» SOURCE DOCUMENT:
-=-=-

You make an outstanding point here about your concern in regard to budget deficits and in regard to those programs that escape the discipline of the appropriations process. I assume then that any activities would not be your main concern that did not increase the deficit or did not escape the appropriation process.

For instance, if you have some obligations that are not obligations of the Federal Government that do not involve taxpayer funds, then I assume that they would not normally be subject to the appropriations process. I am speaking now of TVA borrowing. TVA's obligations are guaranteed only by the ratepayers of TVA and not by the Federal Government.

Their funds according to the 1959 Act do not go through the appropriations process. They do not because they are not Government funds and so I assume that the intent of your program is to not cover those types of activities.

Senator PROXMIRE. That is correct, yes. I think that would be if I understand you correctly, that would be my intention.

Mr. FLIPPO. Thank you very much.

Chairman ROSTENKOWSKI. Thank you, Senator.

Senator PROXMIRE. Thank you very much, Mr. Chairman. Good to see you, Mr. Chairman. Last time I saw you was at the world's series.

-=-=-

» LISTED ENTRIES:
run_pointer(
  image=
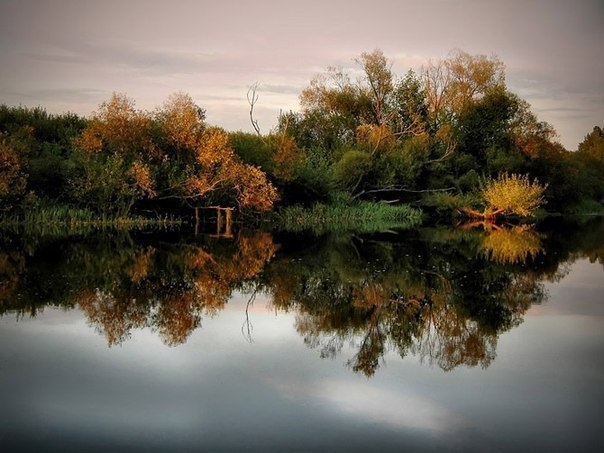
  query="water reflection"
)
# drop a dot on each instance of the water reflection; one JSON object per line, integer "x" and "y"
{"x": 442, "y": 294}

-=-=-

» OBJECTIVE 1: According to the hearing transcript, who guarantees TVA's obligations?
» OBJECTIVE 2: Resume the hearing transcript after its last line.

» EXERCISE ANSWER 1: Only TVA's ratepayers guarantee them, not the Federal Government.

» EXERCISE ANSWER 2:
Chairman ROSTENKOWSKI. That is right. You were not even a candidate then.

Senator PROXMIRE. I was pretty unhappy about the Brewers losing.

Chairman RÓSTENKOWSKI. I can understand that. The Chair calls Dr. Rivlin. Welcome, Dr. Rivlin. It is always a pleasure to have you join us. The committee looks foward to your testimony. I am sure that many members will return as soon as they have answered this roll call.

If you would like to proceed, the committee is ready to receive your testimony.

STATEMENT OF DR. ALICE M. RIVLIN, DIRECTOR, CONGRESSIONAL BUDGET OFFICE, ACCOMPANIED BY RICHARD EMERY, BUDGET PROCESS UNIT

Dr. RIVLIN. Thank you. I am delighted to be here, Mr. Chairman, and I have with me today Richard Emery, who is the head of our Budget Process Unit.

In the interest of the time of the committee, I will summarize what we have to say today-which is not to say that I do not think it is important. It seems to me extremely important that the Congress consider carefully the budgetary treatment of the Federal Financing Bank. It is appropriate to consider it on a day when you

are also considering the debt ceiling, because the activities of the bank add to the debt to be financed without appearing entirely in the unified budget. As a budgeteer it seems to me very important that you get all of the activities of the Federal Government spread out in front of you when you consider the budget.

One way to improve the way in which the Congress looks at the budget is to put the Federal Financing Bank into a more sensible role in the budget and have the outlays that it creates appear in the budget.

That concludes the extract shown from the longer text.